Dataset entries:
========================================
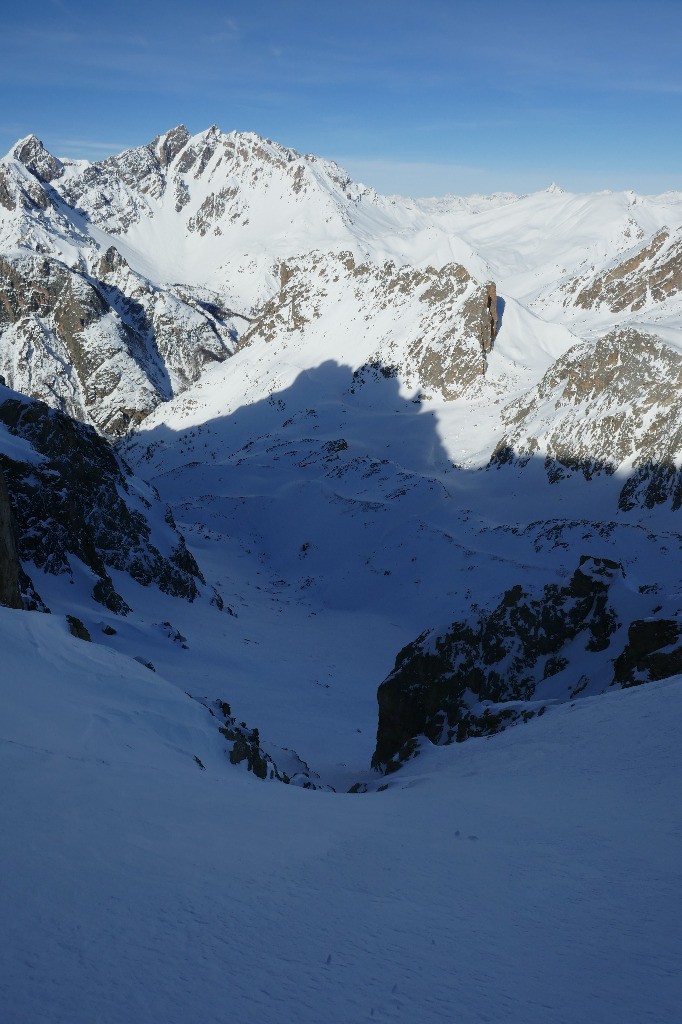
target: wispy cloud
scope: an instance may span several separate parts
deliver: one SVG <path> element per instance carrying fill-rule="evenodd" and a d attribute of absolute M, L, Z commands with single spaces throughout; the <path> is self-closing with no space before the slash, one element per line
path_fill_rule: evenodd
<path fill-rule="evenodd" d="M 50 148 L 57 155 L 86 160 L 90 157 L 115 156 L 124 149 L 130 149 L 132 145 L 130 142 L 93 142 L 92 139 L 57 138 L 50 142 Z"/>
<path fill-rule="evenodd" d="M 474 164 L 427 160 L 386 160 L 335 156 L 334 159 L 356 181 L 371 185 L 385 195 L 435 196 L 472 192 L 493 192 L 494 172 Z"/>
<path fill-rule="evenodd" d="M 537 192 L 553 182 L 569 192 L 593 192 L 611 189 L 614 192 L 634 189 L 640 194 L 660 194 L 682 188 L 682 174 L 635 172 L 623 168 L 568 168 L 486 166 L 434 161 L 365 159 L 334 155 L 355 181 L 371 185 L 384 195 L 441 196 L 489 195 L 493 192 L 525 194 Z"/>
========================================
WHAT TO DO: Locate the word "instance" in the entries, and copy every line where it is found.

SOLVED EXERCISE:
scope: an instance may span several separate parts
deliver: one SVG <path> element per instance carrying fill-rule="evenodd" and a d attribute of absolute M, L, Z commands with single spaces throughout; the <path> is self-closing with no space before the slash, one element per line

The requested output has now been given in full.